**Input for this task**
- - -

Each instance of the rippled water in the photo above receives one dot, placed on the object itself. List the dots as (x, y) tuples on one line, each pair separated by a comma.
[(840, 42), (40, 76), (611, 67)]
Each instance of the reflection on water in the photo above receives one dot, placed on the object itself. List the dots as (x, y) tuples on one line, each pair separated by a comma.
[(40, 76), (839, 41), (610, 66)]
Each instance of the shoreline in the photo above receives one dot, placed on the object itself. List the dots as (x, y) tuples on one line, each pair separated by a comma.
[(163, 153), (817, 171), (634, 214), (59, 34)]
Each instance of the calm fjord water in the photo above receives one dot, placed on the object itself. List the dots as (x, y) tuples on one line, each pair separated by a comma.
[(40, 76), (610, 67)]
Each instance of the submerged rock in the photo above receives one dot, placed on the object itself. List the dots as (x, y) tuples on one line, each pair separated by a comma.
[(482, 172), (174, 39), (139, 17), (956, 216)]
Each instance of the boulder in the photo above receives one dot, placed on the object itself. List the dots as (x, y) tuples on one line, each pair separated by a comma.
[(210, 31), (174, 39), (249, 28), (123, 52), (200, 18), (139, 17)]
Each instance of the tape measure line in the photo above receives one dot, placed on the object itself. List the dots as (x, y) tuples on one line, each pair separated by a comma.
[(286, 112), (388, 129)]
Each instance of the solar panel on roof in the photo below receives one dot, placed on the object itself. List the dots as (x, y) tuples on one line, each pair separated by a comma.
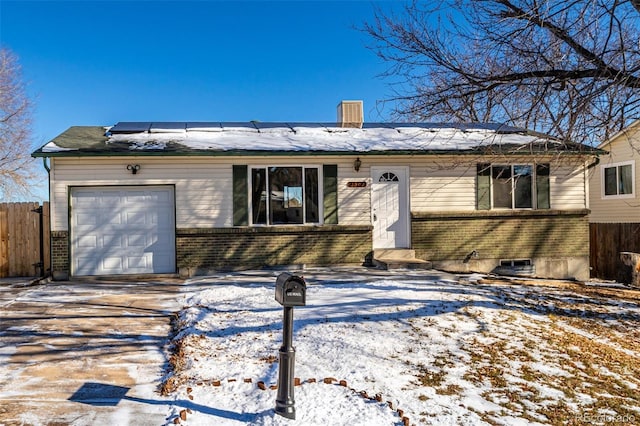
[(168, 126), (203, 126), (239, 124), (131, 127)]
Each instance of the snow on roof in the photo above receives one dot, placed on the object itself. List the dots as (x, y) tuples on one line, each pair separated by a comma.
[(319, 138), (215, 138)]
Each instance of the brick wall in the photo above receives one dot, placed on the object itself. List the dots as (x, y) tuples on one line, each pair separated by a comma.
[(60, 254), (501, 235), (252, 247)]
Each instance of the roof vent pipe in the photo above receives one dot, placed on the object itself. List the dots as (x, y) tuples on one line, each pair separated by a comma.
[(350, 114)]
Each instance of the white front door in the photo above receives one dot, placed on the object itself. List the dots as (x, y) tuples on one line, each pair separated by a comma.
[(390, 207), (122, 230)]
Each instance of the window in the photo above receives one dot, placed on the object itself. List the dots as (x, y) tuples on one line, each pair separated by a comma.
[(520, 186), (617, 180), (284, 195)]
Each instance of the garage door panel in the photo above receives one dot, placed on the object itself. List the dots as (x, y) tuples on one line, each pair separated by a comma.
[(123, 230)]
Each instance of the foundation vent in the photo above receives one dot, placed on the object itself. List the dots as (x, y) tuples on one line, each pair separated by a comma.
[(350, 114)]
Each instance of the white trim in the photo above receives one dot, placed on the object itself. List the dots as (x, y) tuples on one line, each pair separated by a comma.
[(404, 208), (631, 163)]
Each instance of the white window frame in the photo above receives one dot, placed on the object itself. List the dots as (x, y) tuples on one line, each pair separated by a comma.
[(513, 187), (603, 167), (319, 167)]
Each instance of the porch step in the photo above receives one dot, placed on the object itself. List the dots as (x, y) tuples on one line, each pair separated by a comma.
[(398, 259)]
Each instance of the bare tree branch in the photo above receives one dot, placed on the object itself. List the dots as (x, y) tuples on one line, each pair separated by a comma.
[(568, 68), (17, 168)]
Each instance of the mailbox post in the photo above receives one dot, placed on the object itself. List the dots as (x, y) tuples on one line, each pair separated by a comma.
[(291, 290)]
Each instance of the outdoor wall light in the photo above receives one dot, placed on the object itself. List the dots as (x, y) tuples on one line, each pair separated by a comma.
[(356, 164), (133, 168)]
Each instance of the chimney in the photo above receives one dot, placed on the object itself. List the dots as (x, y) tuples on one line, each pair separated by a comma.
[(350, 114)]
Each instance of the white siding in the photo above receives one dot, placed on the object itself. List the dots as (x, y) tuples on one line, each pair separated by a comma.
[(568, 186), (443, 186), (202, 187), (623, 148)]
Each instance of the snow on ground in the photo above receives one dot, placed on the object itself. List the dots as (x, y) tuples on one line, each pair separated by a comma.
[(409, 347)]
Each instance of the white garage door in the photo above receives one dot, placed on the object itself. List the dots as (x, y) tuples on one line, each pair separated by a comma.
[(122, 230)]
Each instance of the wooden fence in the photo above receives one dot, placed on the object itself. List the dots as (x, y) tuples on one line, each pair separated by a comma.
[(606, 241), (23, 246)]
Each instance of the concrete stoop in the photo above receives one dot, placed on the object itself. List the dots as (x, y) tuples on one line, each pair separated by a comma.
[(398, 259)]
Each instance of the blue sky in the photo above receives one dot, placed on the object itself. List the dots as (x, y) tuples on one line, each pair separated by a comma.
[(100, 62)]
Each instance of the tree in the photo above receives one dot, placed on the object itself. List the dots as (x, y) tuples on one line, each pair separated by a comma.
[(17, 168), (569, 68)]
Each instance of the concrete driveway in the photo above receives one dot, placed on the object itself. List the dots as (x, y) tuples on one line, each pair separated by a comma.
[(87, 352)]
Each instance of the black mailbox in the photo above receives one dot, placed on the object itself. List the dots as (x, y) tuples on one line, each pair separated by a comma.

- - -

**What you need to do**
With the pictures removed, please retype each record exactly.

**Result of the task**
Each instance of the rippled water in the photo above receives one dot, placed on the object itself. List the dots as (x, y) tuples on one line, each pair separated by a comma.
[(840, 42), (40, 76), (611, 67)]
Each instance of the reflection on water in the photo above receives one dot, placed on the object itself. List the dots as (x, y) tuples on one line, each pair separated by a comma.
[(40, 76), (839, 41), (610, 66)]
Each instance of the shoreline in the photo above receives one dot, placed on the object itself. List the dots as (x, y) tuples on one line, each pair separated by a comma.
[(163, 153), (817, 171), (634, 214), (59, 34)]
Each instance of the calm fjord water in the photo above receives one dot, placed on the object itself. List the dots as (x, y) tuples on one line, each pair separated by a comma.
[(40, 76), (610, 67)]
Each instance of the submerged rock in the photo above receives one dot, placed on the object itself. List the dots as (x, y) tuples on one line, each pair separated by a comma.
[(482, 172), (174, 39), (139, 17), (956, 216)]
Each instance of the boulder in the photo above receives one dot, placed on the object itself. List the dots as (x, y) tuples on one line, each pair separated by a comma.
[(210, 31), (174, 39), (249, 28), (123, 52), (200, 18), (139, 17)]
Each instance of the tape measure line in the photo above receives one dot, placed on the object itself. List the dots as (x, y) tuples on one line, each pair separated by a comma.
[(286, 112), (388, 129)]
Each instance of the solar panel on roof in the photo below receives one dot, placed on the object itself. List the dots as (x, y) tuples on one line, each pair separated by a comma.
[(168, 126), (203, 126), (239, 124), (131, 127)]
Each instance of the snow on roof in the photo above receives one dot, placed on the object itself. List the dots as (x, y) tuples on one line, each pair separated by a comma.
[(319, 138), (215, 138)]
Each instance of the brick wall in the photo above receives one dot, placed on the object itself. List the dots as (x, y) tuples on one line, each pair separated by a comma.
[(60, 254), (501, 235), (252, 247)]
Each instance of the roof vent pipe in the photo above receives one dot, placed on the object itself. List the dots as (x, y) tuples on one line, each pair separated by a comma.
[(350, 114)]
Each instance of the white front door in the photo above receives one dot, placed on the object itself. List the dots as (x, y) tuples on one line, each pair separated by a comma.
[(390, 207), (122, 230)]
Each instance of the window in the photo above receives one dot, placed on the object itself. List the dots as (x, y) tuples on one line, each pair separated by a comma.
[(520, 186), (617, 180), (284, 195)]
Each instance of the garage door panel in the photo above receives one dot, placed on the object itself. List the dots as (x, y) tuples on one line, each pair separated by a comma.
[(123, 230)]
Each instance of the foundation vent in the photo above receives one dot, placed on the object itself. List the dots as (x, y) tuples on one line, each pair separated by a comma.
[(350, 114)]
Each instance of the white trim in the photo above receives one dot, placed on the object itself. List the dots as (x, y) tuples on one line, each pair separated by a comma.
[(404, 208), (631, 163)]
Each instance of the white window frame in the photo above receives one dot, placed on the object itself. List the dots as (x, y) tuples on one line, each pair separated by a comma.
[(513, 187), (603, 167), (319, 167)]
Each instance of the porch step in the photo above receives one dot, placed on the object itself. List the dots as (x, y) tuples on one line, each pair separated by a comma.
[(398, 259)]
Each instance of the bare tree branch in the photo above receives one dot, placed on the object itself. List the dots as (x, y) tuples on one line, each pair separated by a comma.
[(568, 68), (17, 168)]
Each instance of the mailbox post in the photo above receives one dot, placed on the object itself. List the dots as (x, y) tuples on one line, each pair separated by a comma.
[(291, 290)]
Each instance of the outdoor wall light in the photo above receives one dot, placed on the object itself. List the dots as (x, y) tuples on one line, each pair separated by a comma.
[(356, 164), (133, 168)]
Each instance of the chimney in the photo above receives one dot, placed on the object itself. List the dots as (x, y) tuples on one line, each pair separated by a comma.
[(350, 114)]
Each instance of the white siding in the photo above receives one dot, placed on the object itself. List the dots as (x, y) tuples on one line, each pair separated by a comma.
[(568, 186), (443, 186), (202, 187), (623, 148)]
Each instance of the snow on ground in the photo above receives one dot, placed on the object itself. List the dots as (x, y) tuples on one line, each pair separated by a comma.
[(409, 347)]
Each instance of the white garage door in the photo above receives one dot, placed on the object itself. List the dots as (x, y) tuples on one line, each pair separated by a comma.
[(122, 230)]
Each instance of the wooden fence in the photo above receives one dot, placed on the object itself. List the dots as (x, y) tuples on one line, each pair separated by a comma.
[(606, 241), (23, 246)]
Each instance of the concrete stoop in the photo above receives one dot, placed on the object itself. List the dots as (x, y) tuples on one line, each pair separated by a comma.
[(398, 259)]
Each instance of the blue sky in the photo above receives one dot, placed on the object itself. List the dots as (x, y) tuples on one line, each pair separated by a comma.
[(100, 62)]
Each instance of the tree in the photo above receives one dot, placed on the object itself. List the dots as (x, y) tuples on one line, each pair separated by a comma.
[(17, 168), (569, 68)]
Each instance of the concrete driveway in the photo above receives one dot, placed on the object itself. List the dots as (x, y) tuples on one line, each pair separated by a comma.
[(87, 352)]
Each instance of the black mailbox in the photo above receives one dot, placed on the object itself. List the dots as (x, y) tuples on one line, each pair separated by a comma.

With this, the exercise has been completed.